Can you rewrite the data, starting at the line that contains "Locate pink hoodie." and ending at the line that contains "0,41,332,162", as a Markdown table with the columns Row and Entry, leaving out any blank lines?
[START OF Provided material]
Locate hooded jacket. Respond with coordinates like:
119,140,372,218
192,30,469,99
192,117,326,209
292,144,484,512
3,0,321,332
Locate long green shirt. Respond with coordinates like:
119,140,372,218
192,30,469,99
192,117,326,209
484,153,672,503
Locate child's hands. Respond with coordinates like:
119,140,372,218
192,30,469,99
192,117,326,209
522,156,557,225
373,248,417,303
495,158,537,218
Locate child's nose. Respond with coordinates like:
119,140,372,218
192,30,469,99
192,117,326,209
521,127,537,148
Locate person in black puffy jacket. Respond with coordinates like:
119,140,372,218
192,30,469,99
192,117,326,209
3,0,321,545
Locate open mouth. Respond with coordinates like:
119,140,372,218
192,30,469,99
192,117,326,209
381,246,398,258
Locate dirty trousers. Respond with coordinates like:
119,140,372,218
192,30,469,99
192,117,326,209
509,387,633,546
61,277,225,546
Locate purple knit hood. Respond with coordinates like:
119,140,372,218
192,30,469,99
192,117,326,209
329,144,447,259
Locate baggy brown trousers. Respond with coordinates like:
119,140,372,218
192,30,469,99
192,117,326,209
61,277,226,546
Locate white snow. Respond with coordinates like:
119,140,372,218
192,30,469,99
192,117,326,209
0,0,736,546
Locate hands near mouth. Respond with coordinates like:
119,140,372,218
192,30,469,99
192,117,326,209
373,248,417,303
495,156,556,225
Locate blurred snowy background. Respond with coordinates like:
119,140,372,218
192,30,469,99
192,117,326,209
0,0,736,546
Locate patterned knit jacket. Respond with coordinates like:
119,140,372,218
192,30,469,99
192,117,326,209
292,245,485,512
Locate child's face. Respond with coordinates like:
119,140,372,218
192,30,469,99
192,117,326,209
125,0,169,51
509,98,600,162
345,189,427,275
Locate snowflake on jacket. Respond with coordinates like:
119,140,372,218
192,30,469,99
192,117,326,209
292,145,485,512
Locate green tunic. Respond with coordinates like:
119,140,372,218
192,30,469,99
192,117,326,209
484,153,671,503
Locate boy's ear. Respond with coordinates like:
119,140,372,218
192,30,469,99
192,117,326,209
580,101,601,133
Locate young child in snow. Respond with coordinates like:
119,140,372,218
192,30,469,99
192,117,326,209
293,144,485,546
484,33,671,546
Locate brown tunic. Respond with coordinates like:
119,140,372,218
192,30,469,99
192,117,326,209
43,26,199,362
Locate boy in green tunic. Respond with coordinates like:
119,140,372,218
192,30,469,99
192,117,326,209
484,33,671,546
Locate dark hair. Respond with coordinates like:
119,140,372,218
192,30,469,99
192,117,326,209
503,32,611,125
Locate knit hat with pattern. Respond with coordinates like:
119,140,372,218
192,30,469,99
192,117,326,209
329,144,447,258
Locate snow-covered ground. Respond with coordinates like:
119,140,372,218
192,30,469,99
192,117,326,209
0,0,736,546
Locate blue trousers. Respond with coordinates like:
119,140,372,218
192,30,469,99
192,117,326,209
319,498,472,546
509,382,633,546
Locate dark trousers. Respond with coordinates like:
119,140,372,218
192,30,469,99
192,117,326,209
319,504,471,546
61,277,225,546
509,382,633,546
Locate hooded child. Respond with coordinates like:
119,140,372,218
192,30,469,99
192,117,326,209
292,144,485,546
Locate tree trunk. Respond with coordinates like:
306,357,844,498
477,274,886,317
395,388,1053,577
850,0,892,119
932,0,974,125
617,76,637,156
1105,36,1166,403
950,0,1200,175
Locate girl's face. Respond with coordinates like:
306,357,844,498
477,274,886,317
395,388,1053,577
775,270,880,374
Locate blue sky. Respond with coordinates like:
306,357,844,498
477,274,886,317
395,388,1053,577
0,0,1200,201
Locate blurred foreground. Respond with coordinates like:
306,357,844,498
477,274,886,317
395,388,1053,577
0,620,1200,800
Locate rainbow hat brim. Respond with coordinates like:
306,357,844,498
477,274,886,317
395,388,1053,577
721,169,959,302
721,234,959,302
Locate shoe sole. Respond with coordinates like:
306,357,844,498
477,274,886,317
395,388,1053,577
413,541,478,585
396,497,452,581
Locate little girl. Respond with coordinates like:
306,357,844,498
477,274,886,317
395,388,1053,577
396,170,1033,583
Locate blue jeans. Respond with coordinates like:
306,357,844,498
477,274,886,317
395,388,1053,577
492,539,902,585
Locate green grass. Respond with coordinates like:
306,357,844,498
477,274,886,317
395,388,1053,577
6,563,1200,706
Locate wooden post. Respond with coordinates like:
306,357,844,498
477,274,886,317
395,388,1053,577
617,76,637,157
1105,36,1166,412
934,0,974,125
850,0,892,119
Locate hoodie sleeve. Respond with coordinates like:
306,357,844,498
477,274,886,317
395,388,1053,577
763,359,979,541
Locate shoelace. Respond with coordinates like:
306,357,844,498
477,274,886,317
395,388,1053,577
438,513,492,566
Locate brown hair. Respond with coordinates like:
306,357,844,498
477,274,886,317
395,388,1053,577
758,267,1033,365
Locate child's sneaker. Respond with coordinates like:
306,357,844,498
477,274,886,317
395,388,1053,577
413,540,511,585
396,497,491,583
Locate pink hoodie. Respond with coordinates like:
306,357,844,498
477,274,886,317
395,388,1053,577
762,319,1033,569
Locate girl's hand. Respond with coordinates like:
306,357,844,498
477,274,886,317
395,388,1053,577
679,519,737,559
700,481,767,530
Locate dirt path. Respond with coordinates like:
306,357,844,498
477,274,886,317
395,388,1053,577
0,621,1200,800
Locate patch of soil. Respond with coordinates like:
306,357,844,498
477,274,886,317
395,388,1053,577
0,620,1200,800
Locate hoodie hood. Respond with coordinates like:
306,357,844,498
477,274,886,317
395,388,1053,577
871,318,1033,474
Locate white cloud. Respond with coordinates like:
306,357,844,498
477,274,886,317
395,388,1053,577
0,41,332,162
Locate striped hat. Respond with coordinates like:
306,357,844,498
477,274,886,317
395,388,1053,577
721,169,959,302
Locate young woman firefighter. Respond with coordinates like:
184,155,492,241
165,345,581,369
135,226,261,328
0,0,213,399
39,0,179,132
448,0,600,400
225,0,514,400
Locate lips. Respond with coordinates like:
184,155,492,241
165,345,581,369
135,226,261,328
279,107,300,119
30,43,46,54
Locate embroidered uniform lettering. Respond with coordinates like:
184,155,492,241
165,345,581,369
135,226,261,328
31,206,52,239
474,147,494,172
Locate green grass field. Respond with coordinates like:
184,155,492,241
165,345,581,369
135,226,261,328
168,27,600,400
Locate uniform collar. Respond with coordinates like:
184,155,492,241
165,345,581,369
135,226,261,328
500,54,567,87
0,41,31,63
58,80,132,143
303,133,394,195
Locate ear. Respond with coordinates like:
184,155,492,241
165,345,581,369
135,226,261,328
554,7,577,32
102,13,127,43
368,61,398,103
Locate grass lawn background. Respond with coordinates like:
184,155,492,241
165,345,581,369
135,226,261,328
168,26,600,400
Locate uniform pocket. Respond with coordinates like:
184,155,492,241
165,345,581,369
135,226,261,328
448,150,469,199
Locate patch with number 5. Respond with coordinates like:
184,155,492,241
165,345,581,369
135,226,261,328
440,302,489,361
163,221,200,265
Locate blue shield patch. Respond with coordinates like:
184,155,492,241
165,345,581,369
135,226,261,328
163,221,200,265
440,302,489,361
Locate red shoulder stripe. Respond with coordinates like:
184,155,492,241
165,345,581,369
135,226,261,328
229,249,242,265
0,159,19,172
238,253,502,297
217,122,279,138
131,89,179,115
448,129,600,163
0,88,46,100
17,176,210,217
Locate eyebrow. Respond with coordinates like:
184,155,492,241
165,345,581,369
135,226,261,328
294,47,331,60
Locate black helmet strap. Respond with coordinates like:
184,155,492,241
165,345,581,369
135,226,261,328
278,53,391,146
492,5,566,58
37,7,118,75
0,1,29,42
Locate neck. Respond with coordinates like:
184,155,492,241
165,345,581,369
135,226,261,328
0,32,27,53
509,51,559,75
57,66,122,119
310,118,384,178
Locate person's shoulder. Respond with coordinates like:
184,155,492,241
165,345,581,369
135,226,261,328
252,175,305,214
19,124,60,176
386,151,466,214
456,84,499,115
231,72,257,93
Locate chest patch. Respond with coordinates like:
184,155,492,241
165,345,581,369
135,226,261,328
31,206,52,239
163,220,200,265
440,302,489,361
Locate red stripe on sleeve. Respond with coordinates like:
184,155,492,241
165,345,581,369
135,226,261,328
[END OF Provided material]
**Task result:**
| Row | Entry |
|---|---|
| 1 | Locate pink hoodie. Respond with coordinates like: |
| 2 | 306,357,844,498 |
| 3 | 477,274,886,317 |
| 4 | 395,388,1053,577 |
| 5 | 762,319,1033,569 |
| 6 | Locate girl's hand. Respond with coordinates like: |
| 7 | 306,357,844,498 |
| 8 | 477,274,886,317 |
| 9 | 395,388,1053,577 |
| 10 | 679,519,737,559 |
| 11 | 700,481,767,530 |
| 12 | Locate dirt path. Respond with coordinates like: |
| 13 | 306,357,844,498 |
| 14 | 477,274,886,317 |
| 15 | 395,388,1053,577 |
| 16 | 0,621,1200,800 |
| 17 | Locate patch of soil. Respond with coordinates like: |
| 18 | 306,357,844,498 |
| 19 | 477,274,886,317 |
| 20 | 395,388,1053,577 |
| 21 | 0,620,1200,800 |
| 22 | Locate hoodie hood. Respond with coordinates like: |
| 23 | 306,357,844,498 |
| 24 | 477,274,886,317 |
| 25 | 395,388,1053,577 |
| 26 | 871,318,1033,474 |
| 27 | Locate white cloud. Respond with coordinates like: |
| 28 | 306,357,844,498 |
| 29 | 477,274,886,317 |
| 30 | 395,388,1053,577 |
| 31 | 0,41,332,162 |